◆ **EXCERPTED PASSAGE**
*** Block opens ***
CARB’s Rush to Rulemaking

John McLaurin
President, Pacific Merchant Shipping Association

Public health officials are projecting that new COVID-19 cases will continue to increase, and California’s chief medical advisor is expressing fears of a surge in patients by mid-April. 

The primary focus of the state is exactly where it should be: readying the state for increased rate of infection, providing care for the sick and vulnerable, preventing further viral spread, and keeping the economy moving as best as possible under the circumstances.

To facilitate these priorities, essential industries are continuing to operate, locating protective gear for employees, disinfecting the workplace regularly, and providing the goods and services that California needs.

In the midst of the crisis and the business chaos, many industry sectors have asked for relief from regulatory deadlines that are impossible to meet. Some state agencies are responding appropriately, following the Governor’s lead in making health and safety the highest priority of state government. 

Then there’s California Air Resources Board (CARB) who recently announced public deadlines for comments on three separate proposed regulation amendments impacting the marine industry – which is currently struggling to keep ports open in the midst of the crisis – and is requiring comments for all sets of regulations within the next 30 days.
*** Block closes ***
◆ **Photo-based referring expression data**
*** Block opens ***
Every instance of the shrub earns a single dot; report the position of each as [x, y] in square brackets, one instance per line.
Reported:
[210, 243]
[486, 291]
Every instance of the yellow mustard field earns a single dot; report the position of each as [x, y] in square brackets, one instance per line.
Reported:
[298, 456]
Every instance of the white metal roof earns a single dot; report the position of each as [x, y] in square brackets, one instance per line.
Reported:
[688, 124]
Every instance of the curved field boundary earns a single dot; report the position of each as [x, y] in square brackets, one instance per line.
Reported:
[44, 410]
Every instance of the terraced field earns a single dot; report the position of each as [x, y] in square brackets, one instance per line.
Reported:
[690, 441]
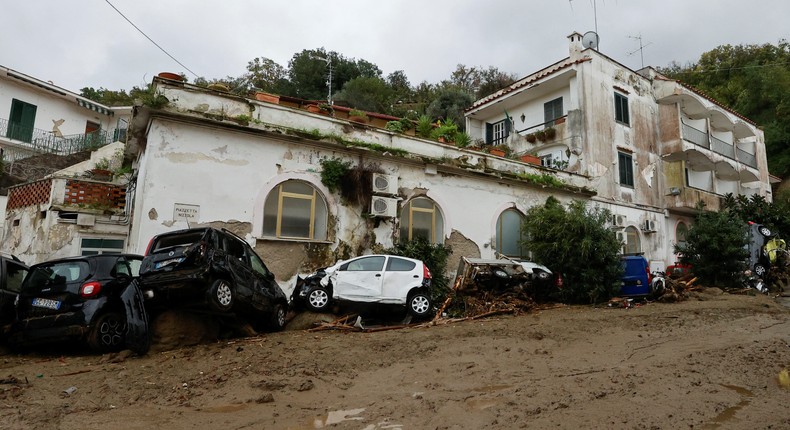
*** Block closes ***
Continue the opinion piece on CARB's rulemaking deadlines, starting after its final sentence.

◆ **YOUR RESPONSE**
CARB’s singular focus on its rulemaking calendar as “business as usual” flies in the face of the serious crisis response that Governor Newsom has asked all Californians to accept. Out of respect for the state’s urgent priorities and the recognition that ports are integral to goods movement during the COVID-19 crisis, CARB must postpone the comment period. If they fail to do so, Governor Newsom needs to intervene to require the delay.

My members are a designated “essential service” and are unloading ships that transport food, medical supplies and the daily necessities of life. My members take pride in what they do – especially in times like these.  They are struggling, improvising, dividing and isolating work teams, all in an effort to minimize exposure to the virus, but to continue with the important task of moving needed supplies. They are no different than any other business or profession in California.

There is no need for immediate action on amendments to substantively rewrite three sets of regulations which already exist and are the most aggressive in the entire world. While marine terminals are sorting containers to handle priority items, they will now have to also attempt to work on changes to these regulations already in place. And according to our public health experts, things are going to get worse before they get better.  

We understand that California will continue to lead the world in environmental regulation and eventually update these rules, but in the near term, we must focus on the immediate tasks we have at hand, such as keeping goods flowing to consumers. 

Californians would rather have the goods movement industry spending time figuring out how to keep freight moving and resolving congestion at warehouses and marine terminals than spending time responding to CARB about future regulations. COVID-19 policies must take priority now, and we can all work on regulatory amendments when things get back to normal.

 The California Air Resources Board must align its efforts with those of Governor Newsom and revise its timeline for the new regulations. Every industry needs time to get past this crisis before considering how we address new challenges and responsibilities. We are simply asking for time to be allowed to answer the call to government, public health experts and consumers – and focus on the job at hand.